### Document extract
— Start —
After Smith let in on his Thursday at the NFL Combine, that sentiment makes total sense. His schedule is jam-packed from before dawn to well past dusk, as we detail below, but he doesn't find it as overwhelming as it may seem to some.

"It's not stressful or hectic," Smith said. "It's fast-moving sometimes and there's a lot going on, but it's what we do. It's what you love doing. As long as you're organized, and you have a plan – and we do – you can be productive. We have a process we believe in and people we believe in, which makes it go smooth."

Let's dive into a minute-by-minute account of Smith's Thursday at the NFL Combine:


6:20 a.m.: Smith's alarm goes off a full 55 minutes before the sun, letting him know it's time to start the fourth day of this NFL Combine. He's not a coffee guy and the Falcons know it, so they stock his room with Monster energy drinks and Welch's fruit snacks to get him going.

A pick-me-up is required after getting just four hours sleep the night before. Prospect interviews went past midnight and Smith's head didn't hit the pillow until roughly 2 a.m.

7:30 a.m.: Smith meets up with general manager Terry Fontenot in the Conrad hotel lobby for the commute to Lucas Oil Stadium. It's a walk-and-talk Aaron Sorkin would be proud of, with the Falcons general manager and his right-hand man recapping the previous day while previewing this one. They're talking pro-day schedules and which prospects they could invite for facility visits after the combine. All this happens while they're going from the hotel to the Indiana Convention Center, past security and through an underground tunnel into Lucas Oil Stadium. Then they take an elevator to the lower-level suites, where teams each have one to conduct interviews with NFL Draft prospects.


The Falcons are in Suite 33A, which has transformed a makeshift meeting area. There are snacks covering counter space, with a large table in the middle of the room. Television screens and a whiteboard are on the left as you enter, with enough space for a prospect and Falcons brass, including Smith, Fontenot, head coach Arthur Smith, national scouts, either an offensive or defensive coordinator and an area scout.

8:20 a.m.: The first of four 18-minute prospect interviews begins. Arthur Smith opens the session, ready with game tape to show the prospect, followed by a discussion of it so they can see what the player can learn and retain. In addition, there's often conversation about his career path to this point.

Kyle Smith has a chair with his nameplate next to it but admits "I'm here or there or walking around. I can't sit still." While 18 minutes is fast – Arthur Smith called it "speed dating" in a Tuesday press availability, and he's not far off – each opportunity to interact with a prospect is valuable.
— End —
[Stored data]
— Start —
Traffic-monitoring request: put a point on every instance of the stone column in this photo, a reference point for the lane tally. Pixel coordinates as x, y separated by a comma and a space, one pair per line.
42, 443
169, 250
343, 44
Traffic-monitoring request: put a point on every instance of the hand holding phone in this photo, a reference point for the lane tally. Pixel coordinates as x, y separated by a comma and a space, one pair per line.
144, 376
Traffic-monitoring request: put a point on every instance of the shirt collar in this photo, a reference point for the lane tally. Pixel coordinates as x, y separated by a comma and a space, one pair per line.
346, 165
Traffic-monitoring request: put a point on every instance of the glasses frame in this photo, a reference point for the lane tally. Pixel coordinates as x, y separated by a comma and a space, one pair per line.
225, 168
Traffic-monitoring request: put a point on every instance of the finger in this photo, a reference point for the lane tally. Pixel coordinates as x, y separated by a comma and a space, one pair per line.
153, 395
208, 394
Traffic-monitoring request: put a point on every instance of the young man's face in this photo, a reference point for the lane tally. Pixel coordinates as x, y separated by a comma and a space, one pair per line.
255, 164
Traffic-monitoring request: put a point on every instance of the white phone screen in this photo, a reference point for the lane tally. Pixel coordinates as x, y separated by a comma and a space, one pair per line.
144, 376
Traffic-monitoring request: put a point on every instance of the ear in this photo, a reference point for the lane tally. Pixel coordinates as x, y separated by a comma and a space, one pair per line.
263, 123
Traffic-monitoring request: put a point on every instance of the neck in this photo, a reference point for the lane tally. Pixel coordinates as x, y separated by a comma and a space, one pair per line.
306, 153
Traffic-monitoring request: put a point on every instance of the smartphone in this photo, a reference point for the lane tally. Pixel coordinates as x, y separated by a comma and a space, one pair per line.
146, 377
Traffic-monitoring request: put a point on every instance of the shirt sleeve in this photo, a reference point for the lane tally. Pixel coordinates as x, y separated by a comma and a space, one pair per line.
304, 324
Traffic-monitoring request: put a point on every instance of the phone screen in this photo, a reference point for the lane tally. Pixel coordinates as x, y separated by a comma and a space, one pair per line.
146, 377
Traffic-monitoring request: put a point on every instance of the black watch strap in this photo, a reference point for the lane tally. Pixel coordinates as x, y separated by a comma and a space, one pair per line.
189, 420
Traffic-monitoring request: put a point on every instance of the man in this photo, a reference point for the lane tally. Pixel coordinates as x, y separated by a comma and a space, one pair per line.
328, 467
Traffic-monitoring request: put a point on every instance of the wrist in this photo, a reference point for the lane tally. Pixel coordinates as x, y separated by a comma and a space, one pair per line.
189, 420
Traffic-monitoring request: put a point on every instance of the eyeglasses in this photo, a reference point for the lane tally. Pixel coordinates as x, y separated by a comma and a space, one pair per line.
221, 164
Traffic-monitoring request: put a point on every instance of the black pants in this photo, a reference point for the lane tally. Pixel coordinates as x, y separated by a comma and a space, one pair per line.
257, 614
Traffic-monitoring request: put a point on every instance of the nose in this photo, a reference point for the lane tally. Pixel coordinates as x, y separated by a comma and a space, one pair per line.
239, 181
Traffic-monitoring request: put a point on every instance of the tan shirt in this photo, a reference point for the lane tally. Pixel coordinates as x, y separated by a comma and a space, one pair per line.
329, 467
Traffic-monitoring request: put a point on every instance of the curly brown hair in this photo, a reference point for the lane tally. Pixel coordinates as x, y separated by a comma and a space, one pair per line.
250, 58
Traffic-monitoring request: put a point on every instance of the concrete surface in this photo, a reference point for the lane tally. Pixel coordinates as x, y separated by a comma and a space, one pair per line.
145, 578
— End —
### Work to do
a) In the Combine article, how long does each prospect interview last?
b) List every line of the records that contains the string "screen".

### Responses by task
a) 18 minutes

b)
Traffic-monitoring request: put a point on every instance of the white phone screen in this photo, a reference point for the lane tally. Pixel coordinates as x, y separated by a comma and a space, one pair per line.
Traffic-monitoring request: put a point on every instance of the phone screen in this photo, a reference point for the lane tally. Pixel coordinates as x, y separated by a comma and a space, one pair per line.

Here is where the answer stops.